* **MATERIAL FOR THE TASK**
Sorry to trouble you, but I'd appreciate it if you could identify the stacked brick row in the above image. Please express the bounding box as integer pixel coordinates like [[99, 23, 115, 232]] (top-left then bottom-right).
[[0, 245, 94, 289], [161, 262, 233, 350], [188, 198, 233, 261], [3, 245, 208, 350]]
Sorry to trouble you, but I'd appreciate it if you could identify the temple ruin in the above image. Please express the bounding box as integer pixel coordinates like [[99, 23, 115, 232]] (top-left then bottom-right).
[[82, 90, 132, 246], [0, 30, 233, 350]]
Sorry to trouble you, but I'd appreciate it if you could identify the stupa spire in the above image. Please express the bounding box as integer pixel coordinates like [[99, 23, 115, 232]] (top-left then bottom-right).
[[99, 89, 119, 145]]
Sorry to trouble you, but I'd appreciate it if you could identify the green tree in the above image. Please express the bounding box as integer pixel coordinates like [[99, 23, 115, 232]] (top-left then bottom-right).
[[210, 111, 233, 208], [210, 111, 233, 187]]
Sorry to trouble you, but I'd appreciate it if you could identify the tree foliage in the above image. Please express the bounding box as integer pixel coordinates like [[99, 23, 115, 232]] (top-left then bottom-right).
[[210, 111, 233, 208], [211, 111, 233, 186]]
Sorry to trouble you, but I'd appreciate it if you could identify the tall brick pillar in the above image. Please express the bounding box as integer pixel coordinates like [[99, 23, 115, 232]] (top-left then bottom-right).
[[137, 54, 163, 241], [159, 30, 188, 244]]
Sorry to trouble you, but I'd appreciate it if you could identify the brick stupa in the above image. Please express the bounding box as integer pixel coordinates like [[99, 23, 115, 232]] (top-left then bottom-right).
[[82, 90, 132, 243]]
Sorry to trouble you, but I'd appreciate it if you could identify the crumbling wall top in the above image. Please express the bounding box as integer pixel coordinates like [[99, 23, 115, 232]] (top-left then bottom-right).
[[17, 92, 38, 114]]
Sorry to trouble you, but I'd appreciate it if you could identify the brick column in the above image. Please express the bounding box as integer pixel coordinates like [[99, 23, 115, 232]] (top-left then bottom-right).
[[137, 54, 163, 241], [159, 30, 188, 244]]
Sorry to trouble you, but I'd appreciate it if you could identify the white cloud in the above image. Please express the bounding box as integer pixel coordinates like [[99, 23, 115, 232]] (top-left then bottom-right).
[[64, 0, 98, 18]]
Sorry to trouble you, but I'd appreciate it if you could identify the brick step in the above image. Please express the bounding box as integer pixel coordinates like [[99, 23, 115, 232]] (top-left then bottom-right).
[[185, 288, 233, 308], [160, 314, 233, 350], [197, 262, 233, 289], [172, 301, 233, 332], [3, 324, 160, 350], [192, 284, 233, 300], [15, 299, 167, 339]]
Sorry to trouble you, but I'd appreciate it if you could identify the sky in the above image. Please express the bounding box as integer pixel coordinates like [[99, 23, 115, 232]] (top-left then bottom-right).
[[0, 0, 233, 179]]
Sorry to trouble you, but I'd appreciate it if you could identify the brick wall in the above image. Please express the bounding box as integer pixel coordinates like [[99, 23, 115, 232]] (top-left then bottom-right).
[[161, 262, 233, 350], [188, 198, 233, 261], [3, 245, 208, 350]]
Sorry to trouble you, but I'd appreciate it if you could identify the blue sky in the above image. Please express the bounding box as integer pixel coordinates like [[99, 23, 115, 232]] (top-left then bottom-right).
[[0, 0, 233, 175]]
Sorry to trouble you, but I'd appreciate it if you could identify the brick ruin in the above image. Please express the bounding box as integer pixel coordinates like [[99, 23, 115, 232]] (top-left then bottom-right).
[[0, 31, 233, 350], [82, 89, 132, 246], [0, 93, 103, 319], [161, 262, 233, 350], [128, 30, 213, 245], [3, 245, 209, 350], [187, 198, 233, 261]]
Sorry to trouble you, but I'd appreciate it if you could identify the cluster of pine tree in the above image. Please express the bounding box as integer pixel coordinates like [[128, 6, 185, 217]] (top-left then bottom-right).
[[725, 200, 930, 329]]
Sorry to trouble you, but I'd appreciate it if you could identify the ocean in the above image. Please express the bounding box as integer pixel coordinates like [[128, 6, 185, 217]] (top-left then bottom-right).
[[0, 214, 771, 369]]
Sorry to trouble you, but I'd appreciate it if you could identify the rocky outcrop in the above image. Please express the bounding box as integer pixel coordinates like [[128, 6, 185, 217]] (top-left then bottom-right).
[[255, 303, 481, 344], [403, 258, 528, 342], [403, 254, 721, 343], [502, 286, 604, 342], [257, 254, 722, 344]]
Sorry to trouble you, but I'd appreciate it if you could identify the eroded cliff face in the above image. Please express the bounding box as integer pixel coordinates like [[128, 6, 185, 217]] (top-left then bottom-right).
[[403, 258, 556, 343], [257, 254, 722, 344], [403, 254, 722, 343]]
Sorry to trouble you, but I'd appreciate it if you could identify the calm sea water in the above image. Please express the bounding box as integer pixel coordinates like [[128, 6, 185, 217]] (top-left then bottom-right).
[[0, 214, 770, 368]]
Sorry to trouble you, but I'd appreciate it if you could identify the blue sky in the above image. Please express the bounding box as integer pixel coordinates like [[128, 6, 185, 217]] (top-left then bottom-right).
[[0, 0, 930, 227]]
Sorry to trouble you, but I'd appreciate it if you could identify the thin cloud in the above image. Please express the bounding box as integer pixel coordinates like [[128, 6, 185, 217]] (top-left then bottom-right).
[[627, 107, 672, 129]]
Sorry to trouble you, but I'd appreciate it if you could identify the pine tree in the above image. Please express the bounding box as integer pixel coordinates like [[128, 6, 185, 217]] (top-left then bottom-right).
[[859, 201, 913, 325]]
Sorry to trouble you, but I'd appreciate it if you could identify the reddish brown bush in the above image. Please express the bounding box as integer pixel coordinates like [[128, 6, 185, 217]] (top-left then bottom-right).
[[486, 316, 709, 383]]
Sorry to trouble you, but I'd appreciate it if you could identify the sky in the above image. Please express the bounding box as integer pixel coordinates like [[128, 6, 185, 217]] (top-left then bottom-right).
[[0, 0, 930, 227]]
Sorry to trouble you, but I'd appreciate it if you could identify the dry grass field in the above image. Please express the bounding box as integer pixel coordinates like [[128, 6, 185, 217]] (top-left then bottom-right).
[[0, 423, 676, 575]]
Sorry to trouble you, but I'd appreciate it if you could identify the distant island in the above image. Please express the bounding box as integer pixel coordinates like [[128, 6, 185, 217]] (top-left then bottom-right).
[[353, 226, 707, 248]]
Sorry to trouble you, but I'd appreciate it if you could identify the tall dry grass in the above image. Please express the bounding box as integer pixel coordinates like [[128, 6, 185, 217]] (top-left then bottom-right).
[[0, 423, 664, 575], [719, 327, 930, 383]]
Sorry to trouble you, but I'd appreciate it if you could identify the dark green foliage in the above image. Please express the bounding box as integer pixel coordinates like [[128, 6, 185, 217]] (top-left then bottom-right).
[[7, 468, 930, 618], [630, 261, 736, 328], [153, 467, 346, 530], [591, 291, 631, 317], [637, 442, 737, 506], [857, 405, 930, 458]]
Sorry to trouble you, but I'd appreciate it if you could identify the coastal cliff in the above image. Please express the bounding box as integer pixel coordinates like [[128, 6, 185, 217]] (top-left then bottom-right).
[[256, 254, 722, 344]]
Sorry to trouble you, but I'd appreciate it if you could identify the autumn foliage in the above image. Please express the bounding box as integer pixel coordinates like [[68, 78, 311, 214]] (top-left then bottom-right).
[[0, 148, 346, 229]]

* **PROBLEM TO SOLVE**
Please rewrite the entries from the start up to and including the line with "[[82, 90, 132, 246], [0, 30, 233, 350]]", changing "temple ruin" to "ruined temple" and leaving everything else the same. Give only those lines.

* **SOLUTION TO THIS TASK**
Sorry to trouble you, but I'd appreciate it if you could identify the stacked brick row in the above image. Please express the bounding box as integer pixel coordinates like [[99, 23, 115, 232]] (top-left then bottom-right).
[[0, 245, 94, 289], [161, 262, 233, 350], [188, 198, 233, 261], [3, 245, 208, 350]]
Sorry to trouble you, but I'd appreciate it if you could identify the ruined temple in the above image. Please express the bounding box as integer pixel coordinates like [[99, 23, 115, 232]] (top-left then bottom-right).
[[82, 90, 132, 246], [0, 30, 233, 350]]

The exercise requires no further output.